• **What the exercise asks**
Retype the stretch of rows from the start through the line that contains "Query: fallen log", leaving every character unchanged.

• **Dataset extract**

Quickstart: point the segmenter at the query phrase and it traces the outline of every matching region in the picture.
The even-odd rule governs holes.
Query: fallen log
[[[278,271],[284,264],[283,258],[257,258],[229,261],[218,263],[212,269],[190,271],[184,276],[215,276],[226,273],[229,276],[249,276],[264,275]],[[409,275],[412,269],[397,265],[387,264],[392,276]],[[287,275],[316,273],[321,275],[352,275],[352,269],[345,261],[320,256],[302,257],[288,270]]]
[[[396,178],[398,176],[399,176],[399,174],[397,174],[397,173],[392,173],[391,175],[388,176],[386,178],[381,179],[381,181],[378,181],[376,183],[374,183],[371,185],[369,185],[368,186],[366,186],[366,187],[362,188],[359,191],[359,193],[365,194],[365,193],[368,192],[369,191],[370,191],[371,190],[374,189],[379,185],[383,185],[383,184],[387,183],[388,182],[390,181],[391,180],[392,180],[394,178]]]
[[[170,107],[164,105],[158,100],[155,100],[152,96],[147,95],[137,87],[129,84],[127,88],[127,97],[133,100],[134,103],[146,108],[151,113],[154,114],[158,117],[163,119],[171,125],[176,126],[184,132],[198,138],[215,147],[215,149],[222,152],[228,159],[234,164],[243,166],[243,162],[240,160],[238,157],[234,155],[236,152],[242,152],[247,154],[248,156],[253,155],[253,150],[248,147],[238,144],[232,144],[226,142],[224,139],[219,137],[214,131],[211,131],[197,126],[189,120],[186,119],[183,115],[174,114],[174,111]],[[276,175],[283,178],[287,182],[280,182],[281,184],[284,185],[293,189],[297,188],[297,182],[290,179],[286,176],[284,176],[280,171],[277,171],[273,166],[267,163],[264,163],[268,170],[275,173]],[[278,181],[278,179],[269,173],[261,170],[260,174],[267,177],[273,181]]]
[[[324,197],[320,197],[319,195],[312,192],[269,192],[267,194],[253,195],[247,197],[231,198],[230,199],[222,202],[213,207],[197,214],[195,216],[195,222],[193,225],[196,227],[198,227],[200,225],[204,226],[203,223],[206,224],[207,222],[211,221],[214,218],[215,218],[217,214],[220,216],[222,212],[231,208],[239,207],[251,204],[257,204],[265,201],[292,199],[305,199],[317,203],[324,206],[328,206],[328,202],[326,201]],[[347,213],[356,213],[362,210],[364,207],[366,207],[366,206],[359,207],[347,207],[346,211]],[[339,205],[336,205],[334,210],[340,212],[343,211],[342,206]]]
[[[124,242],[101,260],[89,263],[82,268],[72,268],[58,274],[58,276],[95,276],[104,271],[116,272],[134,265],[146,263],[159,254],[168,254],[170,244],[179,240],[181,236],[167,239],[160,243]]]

• **Output for this exercise**
Quickstart: point the segmenter at the query phrase and it traces the outline of every matching region in the picture.
The even-odd rule governs holes.
Query: fallen log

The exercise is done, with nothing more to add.